**WHAT IS REQUIRED:** Take the line containing "Segment the **small" and all lines after it to the end of the records, and output them exactly.

**RECORDS SUPPLIED:**
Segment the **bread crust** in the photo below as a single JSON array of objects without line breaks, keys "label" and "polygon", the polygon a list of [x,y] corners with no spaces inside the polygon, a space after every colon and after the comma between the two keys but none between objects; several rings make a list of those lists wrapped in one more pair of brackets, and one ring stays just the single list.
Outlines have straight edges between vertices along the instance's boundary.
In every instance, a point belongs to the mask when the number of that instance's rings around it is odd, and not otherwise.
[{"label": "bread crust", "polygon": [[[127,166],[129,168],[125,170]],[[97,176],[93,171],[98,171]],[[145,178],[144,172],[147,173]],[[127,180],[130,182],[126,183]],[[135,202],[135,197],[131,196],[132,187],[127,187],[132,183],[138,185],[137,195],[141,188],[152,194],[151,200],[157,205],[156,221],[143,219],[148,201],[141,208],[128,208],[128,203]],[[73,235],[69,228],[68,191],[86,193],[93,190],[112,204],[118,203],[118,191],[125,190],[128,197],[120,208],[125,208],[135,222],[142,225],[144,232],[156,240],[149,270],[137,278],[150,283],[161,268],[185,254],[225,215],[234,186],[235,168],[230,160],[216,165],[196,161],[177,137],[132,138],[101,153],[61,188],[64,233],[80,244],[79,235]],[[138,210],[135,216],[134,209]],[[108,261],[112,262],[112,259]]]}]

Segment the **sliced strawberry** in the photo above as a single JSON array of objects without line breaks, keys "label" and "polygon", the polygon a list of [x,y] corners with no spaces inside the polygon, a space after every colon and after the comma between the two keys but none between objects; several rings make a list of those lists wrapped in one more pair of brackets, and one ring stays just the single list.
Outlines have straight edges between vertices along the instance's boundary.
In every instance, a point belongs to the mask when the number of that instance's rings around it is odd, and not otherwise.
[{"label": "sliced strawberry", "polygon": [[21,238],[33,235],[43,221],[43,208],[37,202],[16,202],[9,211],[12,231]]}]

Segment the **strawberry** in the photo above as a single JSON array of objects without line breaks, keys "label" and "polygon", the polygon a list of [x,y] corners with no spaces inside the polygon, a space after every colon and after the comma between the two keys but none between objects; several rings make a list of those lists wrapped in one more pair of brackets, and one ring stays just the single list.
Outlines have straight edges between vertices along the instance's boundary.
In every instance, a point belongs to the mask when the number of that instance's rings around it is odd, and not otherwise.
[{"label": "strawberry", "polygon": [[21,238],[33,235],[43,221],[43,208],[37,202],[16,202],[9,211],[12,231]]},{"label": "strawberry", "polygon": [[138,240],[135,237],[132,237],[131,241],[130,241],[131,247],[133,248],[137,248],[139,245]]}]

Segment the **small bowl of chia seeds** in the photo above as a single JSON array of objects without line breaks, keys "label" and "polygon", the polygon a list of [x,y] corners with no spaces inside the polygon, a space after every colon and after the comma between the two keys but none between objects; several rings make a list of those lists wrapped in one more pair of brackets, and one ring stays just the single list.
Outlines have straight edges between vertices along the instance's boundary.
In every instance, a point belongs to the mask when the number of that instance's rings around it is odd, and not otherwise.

**TASK RESULT:**
Segment the **small bowl of chia seeds** in the photo above as a single JSON array of objects without line breaks, keys "label" and "polygon", the polygon a list of [x,y] corners with no spaces inside the polygon, a space after every colon and after the comma between the two keys but none between objects; several rings make a list of those lists wrapped in one more pair of brackets, and one ring stays just the single list.
Outlines have straight edges between vertices along the instance's boundary.
In every instance, a point belongs to the mask when the number of that instance's rings around it is odd, and not otherwise.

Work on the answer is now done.